• Dataset records:
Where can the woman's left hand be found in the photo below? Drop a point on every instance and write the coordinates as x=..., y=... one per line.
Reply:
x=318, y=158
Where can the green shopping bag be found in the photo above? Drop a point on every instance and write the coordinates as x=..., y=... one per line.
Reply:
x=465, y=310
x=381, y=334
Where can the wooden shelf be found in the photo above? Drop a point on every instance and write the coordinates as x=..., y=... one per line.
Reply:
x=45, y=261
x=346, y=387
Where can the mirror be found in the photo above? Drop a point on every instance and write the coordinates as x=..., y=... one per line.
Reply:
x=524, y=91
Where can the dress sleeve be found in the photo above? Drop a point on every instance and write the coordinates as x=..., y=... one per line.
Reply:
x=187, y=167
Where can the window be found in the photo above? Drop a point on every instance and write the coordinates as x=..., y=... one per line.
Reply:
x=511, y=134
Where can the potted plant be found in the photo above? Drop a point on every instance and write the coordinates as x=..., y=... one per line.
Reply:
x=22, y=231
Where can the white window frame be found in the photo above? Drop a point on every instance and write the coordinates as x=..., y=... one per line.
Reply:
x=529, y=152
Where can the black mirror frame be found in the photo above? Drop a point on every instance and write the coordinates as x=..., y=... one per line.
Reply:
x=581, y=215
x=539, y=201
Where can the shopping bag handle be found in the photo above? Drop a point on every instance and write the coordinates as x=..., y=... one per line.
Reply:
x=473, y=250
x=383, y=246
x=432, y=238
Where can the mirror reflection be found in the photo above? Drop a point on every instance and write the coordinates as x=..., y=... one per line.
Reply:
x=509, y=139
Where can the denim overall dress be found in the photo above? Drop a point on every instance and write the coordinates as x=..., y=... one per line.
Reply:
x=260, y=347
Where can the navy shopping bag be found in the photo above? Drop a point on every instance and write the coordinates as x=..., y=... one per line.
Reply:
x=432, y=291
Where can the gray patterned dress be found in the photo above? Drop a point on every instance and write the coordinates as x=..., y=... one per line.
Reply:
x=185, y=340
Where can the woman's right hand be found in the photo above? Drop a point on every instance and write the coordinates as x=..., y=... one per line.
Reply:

• The task: Only lines with the word "woman" belong in the answer; copy each of them from the material above.

• Written reply:
Where can the woman's left hand be found in the photo below? Drop a point on every instance and write the coordinates as x=..., y=... one per line.
Where can the woman's right hand be found in the photo above? Drop a point on every instance and write the coordinates as x=..., y=... one per line.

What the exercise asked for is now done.